Texte à travailler:
Consécration de ses mérites
Médisance des adversaires
En août 1822, il fait sa première leçon au Collège de France. Après le silence de la recherche, il évoque les combats contre les faux savants. Grand défenseur de la méthode anatomo-clinique, il nomme Paracelse et c'est Broussais qu'il veut atteindre. Mais le public a déjà choisi, le commun s'y laisse toujours prendre. Broussais est fait pour la foule par sa robustesse, ses accents violents, sa publicité tapageuse. Laënnec, lui, est fait pour la solitude, car plus fragile, de grande culture, plus fin de raisonnements et de plus parfait équilibre.
Consécration
L'avenir va donner raison à Laennec, non seulement en France, mais à l'étranger (en Grande-Bretagne, notamment par les médecins de la Marine anglaise, en Allemagne, en Suisse, en Russie, en Suède). C'est finalement lui qui recevra les palmes tant ses études solitaires et prolongées ont été guidées par une logique et une honnêteté méfiante et scrupuleuse.
En 1822, il est titulaire de la chaire de Médecine au Collège de France , en 1823, d'un siège à l'Académie royale de Médecine et de la chaire de médecine interne à l'Hôpital de La Charité, le 22 août 1824, il reçoit la croix de la Légion d'honneur. Il enseigne sans soucis oratoires et sans désir de plaire. Il est également membre de la Commission chargée de réorganiser la faculté de Médecine.
Dans la deuxième édition de son livre en 1826, la préface s'adresse à ses principaux contradicteurs. Attaquant et se comparant à Broussais, il énonce quels buts il a toujours poursuivis:
1 . Distinguer sur le cadavre un cas pathologique aux caractères physiques que présente l'altération des organes.

Liste des entrées:
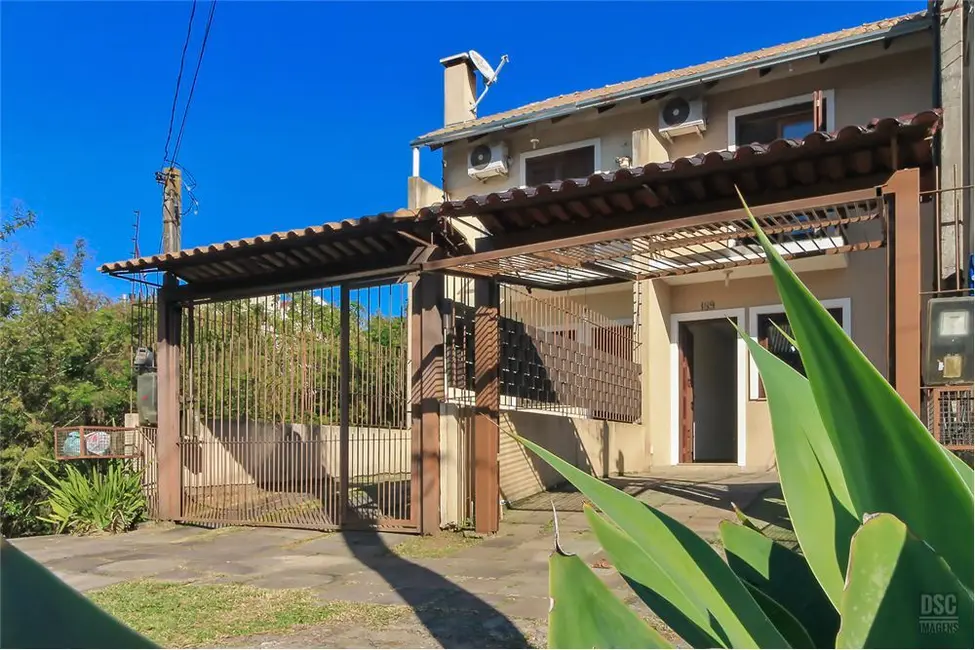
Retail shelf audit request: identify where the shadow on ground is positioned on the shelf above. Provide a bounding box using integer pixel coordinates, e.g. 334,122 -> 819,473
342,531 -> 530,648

==

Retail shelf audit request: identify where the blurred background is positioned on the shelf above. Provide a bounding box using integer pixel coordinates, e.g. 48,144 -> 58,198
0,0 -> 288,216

...

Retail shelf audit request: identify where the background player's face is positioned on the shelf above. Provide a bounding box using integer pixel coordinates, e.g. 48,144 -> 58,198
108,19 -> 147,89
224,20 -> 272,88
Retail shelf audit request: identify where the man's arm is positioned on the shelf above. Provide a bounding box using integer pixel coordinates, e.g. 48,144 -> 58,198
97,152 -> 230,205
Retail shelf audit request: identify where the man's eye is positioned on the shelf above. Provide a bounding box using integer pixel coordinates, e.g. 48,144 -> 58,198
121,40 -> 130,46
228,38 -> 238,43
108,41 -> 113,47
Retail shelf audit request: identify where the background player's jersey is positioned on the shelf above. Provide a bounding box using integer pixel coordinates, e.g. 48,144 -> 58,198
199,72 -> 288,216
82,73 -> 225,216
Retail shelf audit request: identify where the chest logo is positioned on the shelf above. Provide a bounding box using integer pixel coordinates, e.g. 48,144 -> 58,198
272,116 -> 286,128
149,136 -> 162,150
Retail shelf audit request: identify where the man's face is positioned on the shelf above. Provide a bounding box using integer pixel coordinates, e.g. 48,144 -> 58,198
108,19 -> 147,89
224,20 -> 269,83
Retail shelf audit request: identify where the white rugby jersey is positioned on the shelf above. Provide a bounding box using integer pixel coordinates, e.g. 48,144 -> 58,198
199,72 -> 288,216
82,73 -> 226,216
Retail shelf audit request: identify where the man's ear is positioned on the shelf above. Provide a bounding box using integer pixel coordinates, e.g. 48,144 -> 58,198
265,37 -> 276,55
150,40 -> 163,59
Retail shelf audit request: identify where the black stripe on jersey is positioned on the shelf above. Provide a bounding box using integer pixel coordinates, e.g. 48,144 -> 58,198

Essayez: Reprenez le texte sur Laennec après sa dernière phrase et poursuivez-le.

Résultat obtenu:
2. Le reconnaître sur le vivant à des signes certains et autant que possible physiques et indépendants de symptômes, c'est-à-dire des troubles variables des actions vitales qui l'accompagnent.
3. Combattre la maladie par les moyens que l'expérience a montré les plus efficaces.
Il vivra comblé de reconnaissance et d'honneur par ses élèves, ses confrères, des amis comme Madame de Staël, Châteaubriand, la Duchesse de Berry (1821) qui le prit pour médecin personnel et bien d'autres.
Vie personnelle
Depuis plusieurs années, il avait pris, pour gouverner sa maison, une parente veuve et ruinée, Jacquette Guichard, veuve Argou. Désirant lier leurs destinées, ils se marient, dans l'intimité, à la mairie du VIe arrondissement, puis à l'église Saint Sulpice, le 16 septembre 1824. Ils vont bientôt habiter 17, rue Saint-Maur, devenue depuis 1880, rue de l'abbé Grégoire, à Paris .
Malheureusement cette vie exemplaire sera fauchée à 45 ans. Malade, il quitte Paris pour la Bretagne et meurt dans la maison familiale, le manoir de Kerlouanec, le 13 août 1826, probablement d'une tuberculose dont il avait enseigné le diagnostic, contractée au cours de ses dangereuses investigations. Il est inhumé au cimetière de Ploaré.
Dans son testament on peut lire ce qu'il léguait à un ami: " Je lui donne ma montre, mes breloques, ma bague. Je lui donne aussi mon stéthoscope, la meilleure partie de ma succession."
En 1879, l'hospice des incurables prend le nom d'hôpital Laënnec; c'était la première fois en France qu'un hôpital recevait le nom d'un médecin. Six ans plus tard, un hôpital recevait le nom de Broussais comme si par ce geste on eut voulu apaiser les discordes, en offrant à deux hommes aussi différents le même laurier.